TASK PROMPT
Starting at the line that contains "If you could put a point on the door", print every remaining line of the entries, unchanged, and output nothing more.

Recorded data:
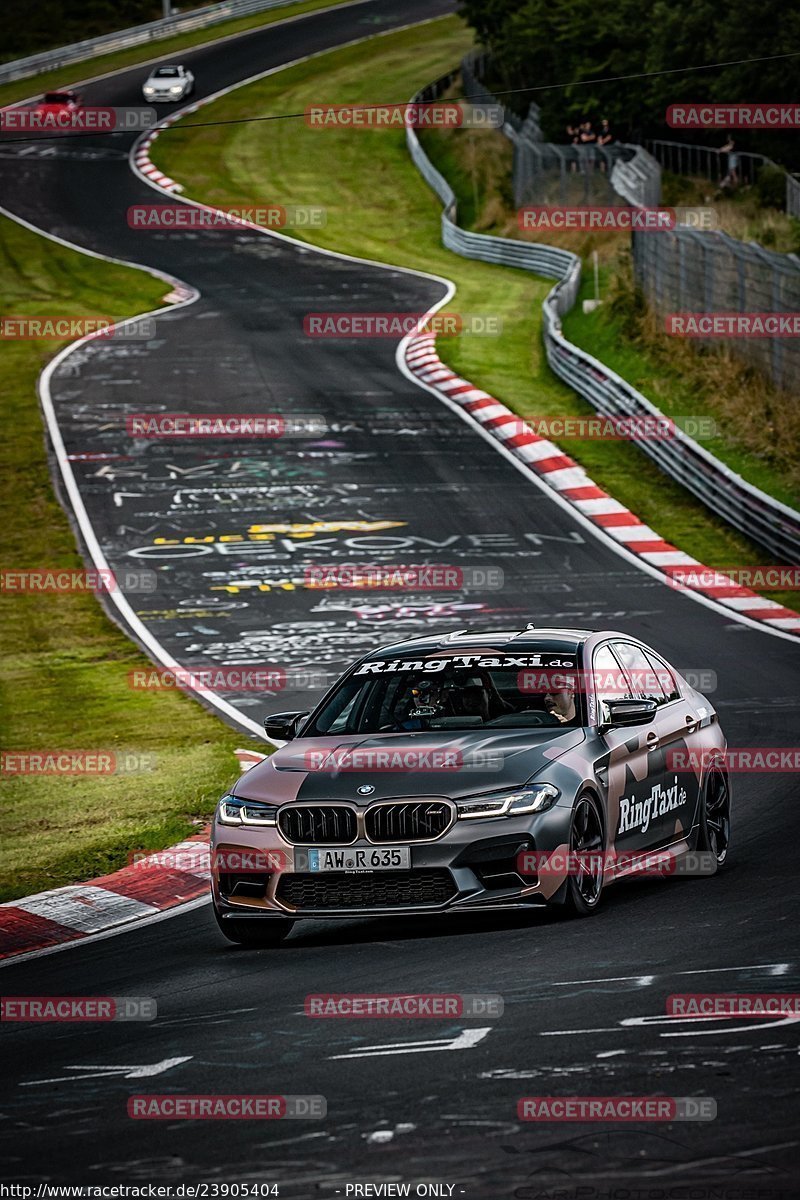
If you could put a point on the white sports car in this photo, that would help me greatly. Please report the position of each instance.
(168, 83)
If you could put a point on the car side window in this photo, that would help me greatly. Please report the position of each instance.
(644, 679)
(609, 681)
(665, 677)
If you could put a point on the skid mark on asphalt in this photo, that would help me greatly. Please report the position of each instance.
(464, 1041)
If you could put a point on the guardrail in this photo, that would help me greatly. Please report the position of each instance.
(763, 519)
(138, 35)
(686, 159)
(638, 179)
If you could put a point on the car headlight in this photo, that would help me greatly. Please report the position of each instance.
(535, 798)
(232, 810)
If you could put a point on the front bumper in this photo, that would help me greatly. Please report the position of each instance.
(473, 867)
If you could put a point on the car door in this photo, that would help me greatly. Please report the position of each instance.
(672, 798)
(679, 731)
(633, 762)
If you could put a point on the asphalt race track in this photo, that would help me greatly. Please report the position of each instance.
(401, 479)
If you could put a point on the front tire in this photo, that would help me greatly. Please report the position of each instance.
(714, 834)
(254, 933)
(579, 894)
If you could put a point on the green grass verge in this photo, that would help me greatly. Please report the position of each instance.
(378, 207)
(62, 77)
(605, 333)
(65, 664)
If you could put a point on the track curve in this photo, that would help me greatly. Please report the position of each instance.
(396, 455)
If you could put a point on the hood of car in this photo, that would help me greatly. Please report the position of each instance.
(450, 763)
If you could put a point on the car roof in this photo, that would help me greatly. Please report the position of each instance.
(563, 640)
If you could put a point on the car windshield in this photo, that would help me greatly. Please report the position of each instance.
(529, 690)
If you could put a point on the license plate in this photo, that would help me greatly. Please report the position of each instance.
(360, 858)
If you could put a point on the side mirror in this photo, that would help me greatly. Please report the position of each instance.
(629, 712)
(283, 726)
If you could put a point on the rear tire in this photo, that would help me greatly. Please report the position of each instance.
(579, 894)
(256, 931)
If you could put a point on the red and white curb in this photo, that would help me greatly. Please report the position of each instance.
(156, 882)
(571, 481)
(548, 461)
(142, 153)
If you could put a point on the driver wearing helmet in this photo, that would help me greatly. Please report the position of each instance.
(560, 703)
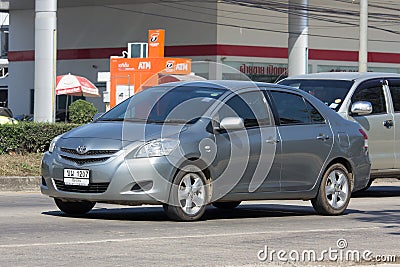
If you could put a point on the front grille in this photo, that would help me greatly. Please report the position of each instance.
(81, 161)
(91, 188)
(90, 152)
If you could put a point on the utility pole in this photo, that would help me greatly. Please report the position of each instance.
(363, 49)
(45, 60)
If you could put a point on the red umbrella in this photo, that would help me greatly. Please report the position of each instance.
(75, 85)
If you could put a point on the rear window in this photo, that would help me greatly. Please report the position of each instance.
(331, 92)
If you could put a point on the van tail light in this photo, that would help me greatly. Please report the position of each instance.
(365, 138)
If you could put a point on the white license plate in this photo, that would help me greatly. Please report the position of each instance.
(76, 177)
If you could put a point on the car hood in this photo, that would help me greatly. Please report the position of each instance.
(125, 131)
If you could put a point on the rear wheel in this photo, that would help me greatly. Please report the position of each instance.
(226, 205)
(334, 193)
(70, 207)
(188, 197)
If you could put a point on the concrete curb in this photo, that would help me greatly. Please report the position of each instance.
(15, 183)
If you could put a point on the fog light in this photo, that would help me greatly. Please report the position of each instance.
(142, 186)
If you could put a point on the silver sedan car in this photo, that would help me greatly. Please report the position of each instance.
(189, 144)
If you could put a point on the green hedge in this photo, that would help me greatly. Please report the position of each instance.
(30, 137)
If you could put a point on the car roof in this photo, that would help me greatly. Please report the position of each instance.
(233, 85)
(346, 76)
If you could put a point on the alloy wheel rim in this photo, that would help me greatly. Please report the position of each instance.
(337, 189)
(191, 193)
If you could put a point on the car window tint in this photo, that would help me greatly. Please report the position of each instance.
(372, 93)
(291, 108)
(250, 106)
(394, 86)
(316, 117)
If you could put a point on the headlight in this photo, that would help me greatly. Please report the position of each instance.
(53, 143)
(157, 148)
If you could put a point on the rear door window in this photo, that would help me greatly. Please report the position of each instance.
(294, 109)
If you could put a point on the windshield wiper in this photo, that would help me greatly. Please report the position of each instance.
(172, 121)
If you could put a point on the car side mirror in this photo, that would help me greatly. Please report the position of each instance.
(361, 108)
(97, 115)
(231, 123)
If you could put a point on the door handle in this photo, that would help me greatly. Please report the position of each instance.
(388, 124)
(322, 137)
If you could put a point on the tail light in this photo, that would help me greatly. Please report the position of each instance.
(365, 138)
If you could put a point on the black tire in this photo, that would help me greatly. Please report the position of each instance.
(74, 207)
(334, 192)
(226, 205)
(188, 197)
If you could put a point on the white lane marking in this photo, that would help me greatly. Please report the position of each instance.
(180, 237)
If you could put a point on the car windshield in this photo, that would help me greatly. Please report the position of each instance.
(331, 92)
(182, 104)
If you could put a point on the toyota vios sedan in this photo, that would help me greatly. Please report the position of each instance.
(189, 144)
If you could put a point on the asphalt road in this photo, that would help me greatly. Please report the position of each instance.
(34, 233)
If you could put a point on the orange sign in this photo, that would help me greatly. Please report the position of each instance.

PROBLEM SOLUTION
If you could put a point on the door handle in this photo, that would help me greatly. Please report the position of each instance.
(388, 124)
(322, 137)
If you could put a point on the tail light in this photo, that would help me greatly. Please report the position of each instance.
(365, 138)
If you could put a point on the black tire in this photo, that would help me greatly. Please report the position of each instance.
(74, 207)
(334, 192)
(226, 205)
(188, 197)
If you could put a point on the white lane marking in this photo, that would help me greatly. Please report the position of each instance.
(180, 237)
If you could put a point on the car windshield in this photo, that would help me greatly. Please report the position of each instance.
(331, 92)
(182, 104)
If you could put a point on the toyota vios sedan in this photo, that would help me greatly. Please report the position of each instance.
(189, 144)
If you could put a point on the asphalt road in this photo, that would help me greatly. Please report the position of each instance.
(34, 233)
If you could put a point on the orange sign in this photo, that would help me greatly. Please report the position of each instance.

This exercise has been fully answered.